SWRL - already had its own momentum and little was changed
Likewise the Waratah contract had got over its major dramas before her time

I'll give her the rest though - certainly the impetus behind pushing on with the NWRL. It's one of the odder jobs I've been around in that the major deadline the project was told to drive towards was clearly a political one - TBMs in the ground in 2014. But without that I reckon it would be 6-9 months back from where it is now. I also really appreciate the backbone to go ahead with the SRT plans and plot the course of major rail improvements over the next 10-15 year. Would never have happened under the previous mob, procrastination and prevarication was the order of the day.

She has sharpened up the management of Transport Projects and has the Project Directors very much accountable to her rather than let them hide behind a committee of people, none of whom can be blamed - which is good, and I think results are being seen.

■ **Information provided**:

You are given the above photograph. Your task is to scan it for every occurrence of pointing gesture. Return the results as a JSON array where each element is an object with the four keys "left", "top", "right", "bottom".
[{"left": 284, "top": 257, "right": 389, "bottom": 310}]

■ **Required actions**:
- 1) In the rail projects text, what deadline was the NWRL project told to drive towards?
- 2) Please carry on writing the rail projects text from its last sentence.
The listing comes from a separate source and has no connection to the rail projects text.

■ **Written answers**:
- 1) Having TBMs in the ground in 2014.

- 2)
I'd also credit lots of the "less seen" work - the work the Transport planners were pushed to do to produce the long-term strategy documents (Sydney's Rail Future, Sydney's Light Rail Future etc) isn't perfect but at least it's fairly coherent and there is a strategy and a purpose now, not to be underestimated. I also wouldn't underestimate the work that has gone into getting Treasury to buy in to the concept of availability PPPs which has enabled the NWRL and CSELR to even get off the ground.

Also mostly unseen, the reorganisation of RailCorp has been very significant even if the man in the street doesn't see it. Again the change has been one of accountability and ownership, and again I think results are being seen. There are some good people in Sydney Trains but they were stifled by the culture.....a culture that is beginning to change.

Opal, I think she pushed them very hard to get it going and the rollout has been quicker than expected (although to be fair the timetable set for it was very slow so not that hard). I'm glad we finally have it but remain frustrated at the failure to deal with the ridiculous Treasury furphy of hypothecation of budgets. Get it sorted and get the multi-modal issue dealt with properly, then all you have to do is allow top-up at stations and we'll have a proper system.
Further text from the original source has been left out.